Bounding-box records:

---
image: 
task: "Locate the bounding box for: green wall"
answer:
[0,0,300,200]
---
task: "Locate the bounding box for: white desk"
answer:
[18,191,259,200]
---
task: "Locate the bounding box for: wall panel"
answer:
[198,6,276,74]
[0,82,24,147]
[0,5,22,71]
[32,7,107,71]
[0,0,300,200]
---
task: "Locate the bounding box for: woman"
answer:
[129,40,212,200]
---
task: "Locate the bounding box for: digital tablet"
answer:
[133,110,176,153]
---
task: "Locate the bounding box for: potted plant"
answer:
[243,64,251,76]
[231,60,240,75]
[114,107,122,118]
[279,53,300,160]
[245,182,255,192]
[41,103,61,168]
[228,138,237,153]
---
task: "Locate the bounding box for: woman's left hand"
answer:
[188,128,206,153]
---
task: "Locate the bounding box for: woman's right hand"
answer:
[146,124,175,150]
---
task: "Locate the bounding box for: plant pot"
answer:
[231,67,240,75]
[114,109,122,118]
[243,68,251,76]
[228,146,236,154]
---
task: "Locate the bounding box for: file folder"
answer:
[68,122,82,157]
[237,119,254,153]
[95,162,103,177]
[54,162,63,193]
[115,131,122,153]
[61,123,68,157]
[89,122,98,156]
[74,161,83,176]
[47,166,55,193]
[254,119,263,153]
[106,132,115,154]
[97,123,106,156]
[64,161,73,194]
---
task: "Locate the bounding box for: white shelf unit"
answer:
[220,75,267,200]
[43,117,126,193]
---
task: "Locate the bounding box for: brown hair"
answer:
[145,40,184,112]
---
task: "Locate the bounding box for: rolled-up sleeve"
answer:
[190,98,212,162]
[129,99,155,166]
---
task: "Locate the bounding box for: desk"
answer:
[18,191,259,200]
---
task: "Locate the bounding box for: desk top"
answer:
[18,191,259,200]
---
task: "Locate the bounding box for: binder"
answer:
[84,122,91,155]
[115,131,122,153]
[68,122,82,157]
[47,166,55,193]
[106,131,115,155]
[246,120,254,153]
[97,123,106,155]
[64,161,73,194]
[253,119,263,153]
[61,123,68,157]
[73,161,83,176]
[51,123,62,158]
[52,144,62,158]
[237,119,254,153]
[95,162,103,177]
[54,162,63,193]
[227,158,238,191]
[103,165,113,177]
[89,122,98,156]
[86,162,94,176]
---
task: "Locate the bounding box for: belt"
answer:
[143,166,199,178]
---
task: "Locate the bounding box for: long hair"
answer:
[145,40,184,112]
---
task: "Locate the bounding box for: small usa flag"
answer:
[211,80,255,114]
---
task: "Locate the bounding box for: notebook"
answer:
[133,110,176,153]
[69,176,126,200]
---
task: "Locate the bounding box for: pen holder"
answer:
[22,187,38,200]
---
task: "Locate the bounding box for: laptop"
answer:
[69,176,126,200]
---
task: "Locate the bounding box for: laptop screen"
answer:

### WORK REQUIRED
Pick out every line in the listing above that contains the string "hand" and copy each one in full.

### TASK ANSWER
task: "Locate the bounding box for: woman's left hand"
task: "Locate the bounding box for: woman's right hand"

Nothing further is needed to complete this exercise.